AIM: Please count the lines in the listing below that contain the string "chair", treating uppercase and lowercase letters as different. Reply with the number alone.

STORED DATA:
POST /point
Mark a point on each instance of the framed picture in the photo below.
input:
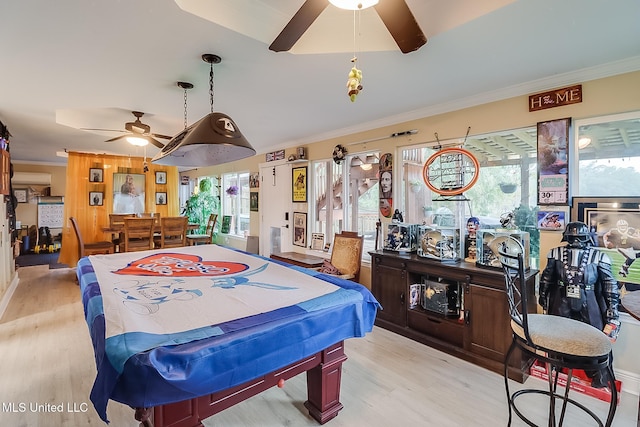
(226, 224)
(21, 194)
(96, 175)
(614, 223)
(299, 179)
(254, 180)
(161, 198)
(553, 162)
(253, 202)
(161, 177)
(551, 220)
(300, 229)
(317, 241)
(96, 198)
(128, 193)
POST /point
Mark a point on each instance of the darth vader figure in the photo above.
(577, 282)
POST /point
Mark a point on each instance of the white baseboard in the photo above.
(4, 303)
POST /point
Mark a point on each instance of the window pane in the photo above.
(609, 155)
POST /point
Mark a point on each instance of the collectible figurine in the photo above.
(577, 283)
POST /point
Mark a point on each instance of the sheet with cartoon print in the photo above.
(170, 325)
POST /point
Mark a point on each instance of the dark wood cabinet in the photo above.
(480, 333)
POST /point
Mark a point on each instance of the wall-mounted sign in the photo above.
(274, 155)
(555, 98)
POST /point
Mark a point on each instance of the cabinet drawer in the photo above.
(446, 329)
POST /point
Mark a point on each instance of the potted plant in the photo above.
(201, 204)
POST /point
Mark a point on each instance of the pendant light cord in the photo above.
(211, 86)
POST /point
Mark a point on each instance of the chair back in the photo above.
(173, 231)
(76, 228)
(511, 255)
(138, 234)
(346, 253)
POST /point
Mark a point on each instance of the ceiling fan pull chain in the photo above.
(185, 108)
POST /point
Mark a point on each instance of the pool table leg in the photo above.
(323, 385)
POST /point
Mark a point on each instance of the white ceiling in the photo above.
(74, 64)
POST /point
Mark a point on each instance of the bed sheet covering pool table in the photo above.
(142, 365)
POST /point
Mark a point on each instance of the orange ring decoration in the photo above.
(449, 151)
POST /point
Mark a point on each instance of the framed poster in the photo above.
(21, 194)
(128, 193)
(614, 224)
(161, 177)
(161, 198)
(300, 229)
(96, 198)
(96, 175)
(553, 162)
(299, 179)
(226, 224)
(253, 202)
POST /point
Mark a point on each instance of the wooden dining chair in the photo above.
(173, 231)
(207, 237)
(138, 234)
(90, 248)
(116, 222)
(346, 256)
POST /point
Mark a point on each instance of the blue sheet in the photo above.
(219, 356)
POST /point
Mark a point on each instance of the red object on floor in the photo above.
(580, 382)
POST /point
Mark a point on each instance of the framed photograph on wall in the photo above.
(21, 194)
(614, 224)
(299, 179)
(161, 198)
(551, 220)
(300, 229)
(96, 175)
(253, 202)
(553, 162)
(161, 177)
(128, 193)
(96, 198)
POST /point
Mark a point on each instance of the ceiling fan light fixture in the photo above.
(137, 140)
(353, 4)
(212, 140)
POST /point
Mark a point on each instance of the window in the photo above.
(506, 183)
(608, 153)
(235, 202)
(345, 197)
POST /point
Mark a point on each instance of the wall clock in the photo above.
(450, 171)
(339, 153)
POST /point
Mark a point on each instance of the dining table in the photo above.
(631, 303)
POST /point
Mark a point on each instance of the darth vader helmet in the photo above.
(577, 235)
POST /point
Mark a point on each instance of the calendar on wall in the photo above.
(51, 213)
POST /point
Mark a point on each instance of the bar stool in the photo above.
(558, 342)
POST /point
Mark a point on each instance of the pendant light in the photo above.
(213, 140)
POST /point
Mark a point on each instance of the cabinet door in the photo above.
(389, 286)
(489, 333)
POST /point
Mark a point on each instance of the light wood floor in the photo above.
(46, 358)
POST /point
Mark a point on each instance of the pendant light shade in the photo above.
(213, 140)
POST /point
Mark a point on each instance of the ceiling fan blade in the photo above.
(402, 25)
(157, 135)
(296, 27)
(155, 142)
(116, 138)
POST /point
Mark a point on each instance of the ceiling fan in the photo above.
(139, 130)
(395, 14)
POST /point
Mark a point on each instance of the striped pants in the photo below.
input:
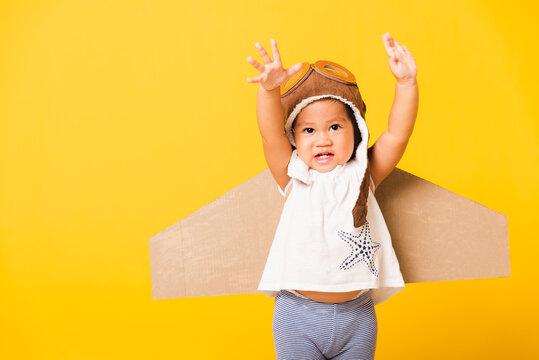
(304, 329)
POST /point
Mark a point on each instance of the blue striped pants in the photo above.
(310, 330)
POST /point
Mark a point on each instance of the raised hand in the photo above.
(272, 73)
(401, 61)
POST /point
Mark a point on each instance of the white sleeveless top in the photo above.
(316, 246)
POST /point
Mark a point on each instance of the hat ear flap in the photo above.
(359, 212)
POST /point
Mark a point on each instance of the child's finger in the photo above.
(275, 50)
(398, 46)
(256, 64)
(255, 79)
(263, 53)
(388, 45)
(406, 51)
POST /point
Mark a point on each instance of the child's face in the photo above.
(324, 135)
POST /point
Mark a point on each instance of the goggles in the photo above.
(326, 68)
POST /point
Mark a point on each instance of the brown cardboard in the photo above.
(221, 249)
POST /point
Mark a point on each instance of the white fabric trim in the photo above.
(285, 188)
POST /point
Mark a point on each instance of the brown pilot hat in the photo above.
(326, 79)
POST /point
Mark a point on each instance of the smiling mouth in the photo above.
(323, 156)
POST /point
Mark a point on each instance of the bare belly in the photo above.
(330, 298)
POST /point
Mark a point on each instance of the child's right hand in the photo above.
(272, 73)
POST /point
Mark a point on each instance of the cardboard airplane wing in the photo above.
(221, 249)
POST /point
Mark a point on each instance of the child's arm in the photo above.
(387, 151)
(277, 148)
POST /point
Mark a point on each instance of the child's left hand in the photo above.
(401, 61)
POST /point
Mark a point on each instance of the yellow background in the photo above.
(118, 118)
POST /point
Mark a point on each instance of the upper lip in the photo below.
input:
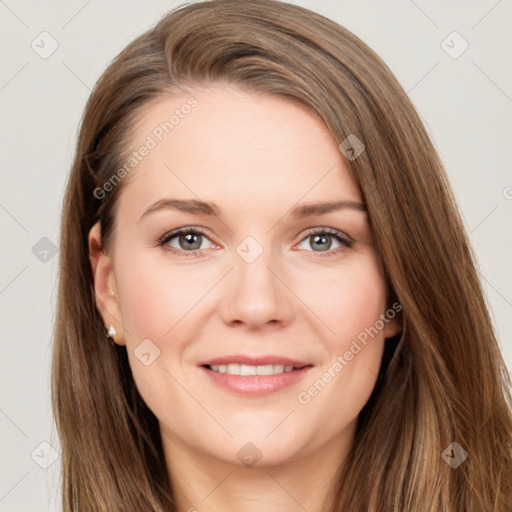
(255, 361)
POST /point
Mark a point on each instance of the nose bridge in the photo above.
(255, 295)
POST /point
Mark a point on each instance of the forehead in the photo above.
(236, 148)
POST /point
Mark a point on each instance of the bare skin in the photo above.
(257, 158)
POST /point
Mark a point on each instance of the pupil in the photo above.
(191, 238)
(322, 239)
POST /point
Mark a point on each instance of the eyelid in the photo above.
(342, 237)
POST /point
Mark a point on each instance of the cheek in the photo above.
(156, 296)
(348, 300)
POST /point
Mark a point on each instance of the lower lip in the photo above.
(256, 385)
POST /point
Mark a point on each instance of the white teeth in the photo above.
(245, 369)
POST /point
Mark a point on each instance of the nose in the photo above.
(256, 294)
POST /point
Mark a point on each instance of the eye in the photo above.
(321, 241)
(186, 241)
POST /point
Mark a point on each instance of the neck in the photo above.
(205, 484)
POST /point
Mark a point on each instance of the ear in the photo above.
(394, 323)
(105, 289)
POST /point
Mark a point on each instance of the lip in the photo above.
(255, 385)
(256, 361)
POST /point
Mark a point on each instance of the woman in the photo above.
(259, 223)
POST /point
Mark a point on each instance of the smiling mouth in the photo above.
(248, 370)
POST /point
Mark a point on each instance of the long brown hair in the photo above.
(447, 382)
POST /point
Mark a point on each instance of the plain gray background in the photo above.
(465, 101)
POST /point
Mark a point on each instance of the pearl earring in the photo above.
(111, 332)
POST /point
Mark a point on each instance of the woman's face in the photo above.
(258, 283)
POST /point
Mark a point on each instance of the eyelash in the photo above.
(345, 241)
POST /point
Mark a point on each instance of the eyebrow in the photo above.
(196, 206)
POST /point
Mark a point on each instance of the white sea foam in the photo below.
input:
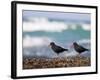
(29, 41)
(44, 24)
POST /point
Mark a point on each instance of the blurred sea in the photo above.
(41, 40)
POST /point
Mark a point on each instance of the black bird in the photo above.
(57, 49)
(79, 48)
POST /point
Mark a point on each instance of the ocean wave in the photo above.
(29, 41)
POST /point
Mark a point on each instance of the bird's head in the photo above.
(74, 43)
(51, 44)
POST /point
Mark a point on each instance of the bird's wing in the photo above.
(81, 47)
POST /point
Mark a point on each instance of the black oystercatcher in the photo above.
(79, 48)
(57, 49)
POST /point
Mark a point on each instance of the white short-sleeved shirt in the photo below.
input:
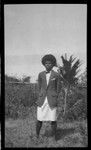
(45, 113)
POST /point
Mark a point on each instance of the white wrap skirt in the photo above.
(45, 113)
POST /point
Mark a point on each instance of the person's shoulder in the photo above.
(40, 73)
(56, 73)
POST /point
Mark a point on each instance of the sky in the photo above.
(34, 30)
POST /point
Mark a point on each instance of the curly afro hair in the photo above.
(49, 57)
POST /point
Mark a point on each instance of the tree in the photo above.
(68, 72)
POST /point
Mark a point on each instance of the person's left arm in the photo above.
(59, 84)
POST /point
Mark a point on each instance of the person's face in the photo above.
(48, 65)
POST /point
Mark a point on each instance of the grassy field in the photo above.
(21, 133)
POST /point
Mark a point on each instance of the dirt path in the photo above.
(21, 133)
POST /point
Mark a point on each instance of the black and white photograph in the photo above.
(45, 52)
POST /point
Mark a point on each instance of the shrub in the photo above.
(18, 97)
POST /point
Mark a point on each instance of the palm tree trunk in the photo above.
(65, 99)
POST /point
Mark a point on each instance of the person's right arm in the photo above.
(39, 83)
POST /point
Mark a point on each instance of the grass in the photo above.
(21, 133)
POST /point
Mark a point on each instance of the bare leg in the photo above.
(38, 127)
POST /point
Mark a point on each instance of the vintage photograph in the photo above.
(45, 75)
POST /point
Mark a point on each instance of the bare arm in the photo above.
(39, 83)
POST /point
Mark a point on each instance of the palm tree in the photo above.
(69, 72)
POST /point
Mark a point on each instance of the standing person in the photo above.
(49, 88)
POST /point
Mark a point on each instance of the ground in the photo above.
(21, 133)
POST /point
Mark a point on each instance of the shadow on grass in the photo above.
(60, 133)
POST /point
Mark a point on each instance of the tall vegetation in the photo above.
(68, 72)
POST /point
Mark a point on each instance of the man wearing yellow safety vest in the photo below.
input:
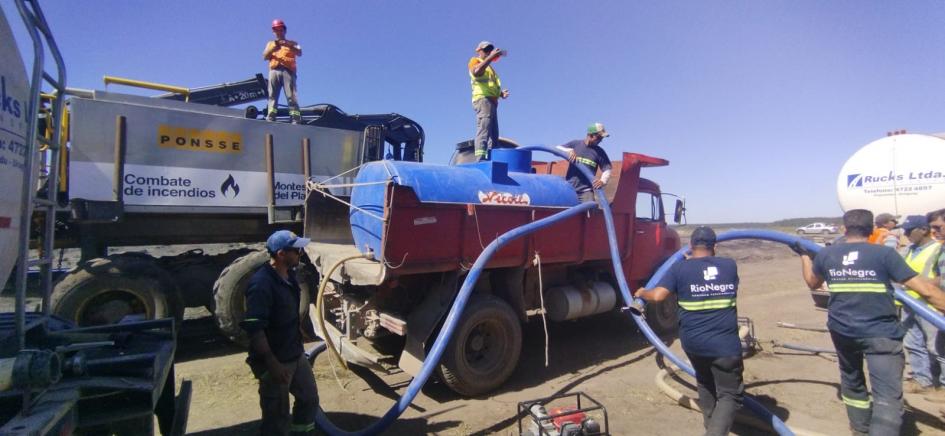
(587, 153)
(863, 322)
(705, 286)
(487, 88)
(919, 341)
(937, 341)
(281, 54)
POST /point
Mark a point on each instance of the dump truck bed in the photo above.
(420, 236)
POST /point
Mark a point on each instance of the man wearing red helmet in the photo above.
(281, 54)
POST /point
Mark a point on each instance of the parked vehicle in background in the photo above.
(817, 228)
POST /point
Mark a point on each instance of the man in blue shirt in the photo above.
(276, 356)
(587, 153)
(705, 287)
(863, 321)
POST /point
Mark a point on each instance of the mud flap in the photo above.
(424, 319)
(326, 220)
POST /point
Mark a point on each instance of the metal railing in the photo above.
(148, 85)
(47, 150)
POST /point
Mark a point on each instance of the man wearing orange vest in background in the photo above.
(882, 233)
(281, 54)
(487, 88)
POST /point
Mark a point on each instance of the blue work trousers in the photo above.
(721, 391)
(882, 415)
(925, 349)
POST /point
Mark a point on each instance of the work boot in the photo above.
(913, 387)
(937, 395)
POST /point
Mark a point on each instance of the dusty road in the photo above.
(604, 356)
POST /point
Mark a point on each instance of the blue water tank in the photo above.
(485, 183)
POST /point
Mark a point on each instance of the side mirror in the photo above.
(679, 211)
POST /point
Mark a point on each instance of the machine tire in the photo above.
(662, 316)
(487, 321)
(228, 293)
(102, 291)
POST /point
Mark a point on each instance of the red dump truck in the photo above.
(426, 224)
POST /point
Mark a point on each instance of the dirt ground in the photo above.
(603, 356)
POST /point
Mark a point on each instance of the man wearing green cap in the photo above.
(588, 153)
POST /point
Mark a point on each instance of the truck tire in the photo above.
(662, 316)
(229, 291)
(485, 347)
(105, 290)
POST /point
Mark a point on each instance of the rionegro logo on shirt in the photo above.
(712, 287)
(850, 272)
(851, 257)
(710, 273)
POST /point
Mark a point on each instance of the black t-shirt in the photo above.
(591, 157)
(272, 305)
(706, 289)
(860, 277)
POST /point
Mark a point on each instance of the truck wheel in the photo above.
(228, 293)
(484, 349)
(106, 290)
(662, 316)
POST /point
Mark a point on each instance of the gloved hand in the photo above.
(798, 248)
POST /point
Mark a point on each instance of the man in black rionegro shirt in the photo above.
(706, 286)
(863, 321)
(276, 356)
(588, 153)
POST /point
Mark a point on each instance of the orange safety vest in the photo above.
(283, 57)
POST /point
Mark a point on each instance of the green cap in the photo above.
(597, 128)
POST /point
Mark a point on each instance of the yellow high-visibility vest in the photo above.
(486, 85)
(922, 261)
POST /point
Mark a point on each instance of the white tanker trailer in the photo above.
(901, 174)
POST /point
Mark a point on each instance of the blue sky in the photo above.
(756, 104)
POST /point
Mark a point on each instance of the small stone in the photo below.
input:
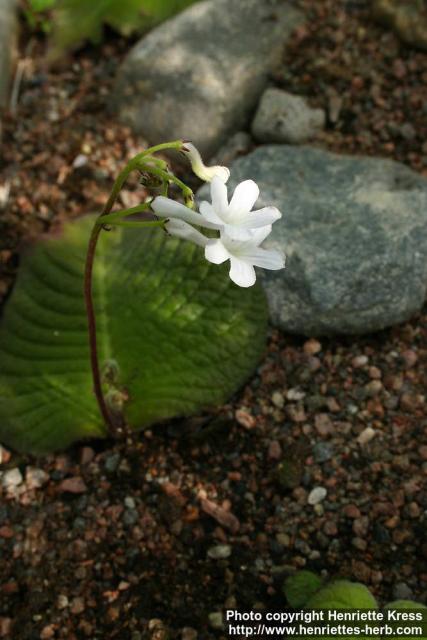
(80, 161)
(283, 539)
(130, 502)
(12, 478)
(274, 450)
(220, 552)
(112, 462)
(316, 495)
(359, 543)
(6, 532)
(215, 620)
(373, 388)
(87, 454)
(323, 424)
(375, 373)
(295, 395)
(5, 455)
(77, 605)
(311, 347)
(361, 526)
(35, 478)
(221, 515)
(359, 361)
(47, 632)
(277, 399)
(410, 358)
(62, 602)
(5, 627)
(366, 435)
(322, 452)
(351, 511)
(423, 451)
(330, 528)
(73, 485)
(245, 419)
(407, 131)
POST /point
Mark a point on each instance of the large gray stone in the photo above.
(355, 233)
(199, 75)
(284, 117)
(8, 29)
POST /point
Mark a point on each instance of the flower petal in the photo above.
(208, 213)
(259, 235)
(200, 169)
(219, 196)
(260, 218)
(185, 231)
(237, 234)
(216, 252)
(167, 208)
(242, 273)
(244, 197)
(265, 258)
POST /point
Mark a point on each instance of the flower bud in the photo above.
(200, 169)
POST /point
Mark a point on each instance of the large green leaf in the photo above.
(78, 20)
(176, 333)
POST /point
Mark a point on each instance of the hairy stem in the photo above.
(114, 429)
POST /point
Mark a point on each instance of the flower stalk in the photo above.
(140, 162)
(240, 229)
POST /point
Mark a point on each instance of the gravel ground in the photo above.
(320, 462)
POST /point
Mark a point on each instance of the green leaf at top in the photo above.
(78, 20)
(177, 334)
(343, 594)
(401, 606)
(300, 587)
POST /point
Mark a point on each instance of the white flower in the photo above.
(200, 169)
(167, 208)
(244, 255)
(236, 217)
(185, 231)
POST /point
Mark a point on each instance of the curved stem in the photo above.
(114, 429)
(91, 320)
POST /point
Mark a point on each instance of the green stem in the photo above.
(114, 429)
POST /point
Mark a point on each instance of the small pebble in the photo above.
(312, 346)
(73, 485)
(278, 400)
(220, 552)
(215, 620)
(366, 435)
(77, 605)
(35, 478)
(245, 419)
(322, 452)
(12, 478)
(359, 361)
(316, 495)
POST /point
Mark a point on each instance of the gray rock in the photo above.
(199, 75)
(354, 231)
(238, 145)
(219, 552)
(322, 452)
(8, 34)
(283, 117)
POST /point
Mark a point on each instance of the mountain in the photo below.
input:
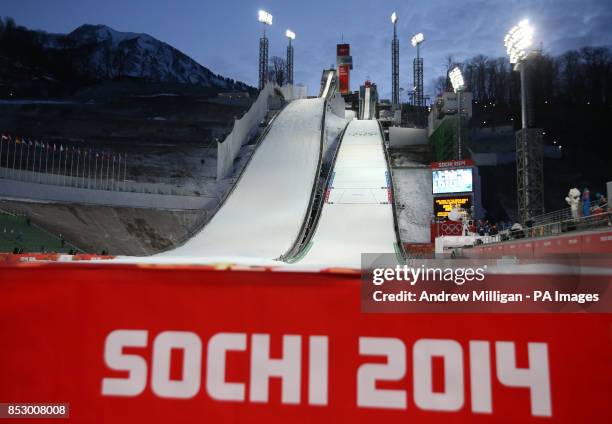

ANSWER FOR THE TASK: 2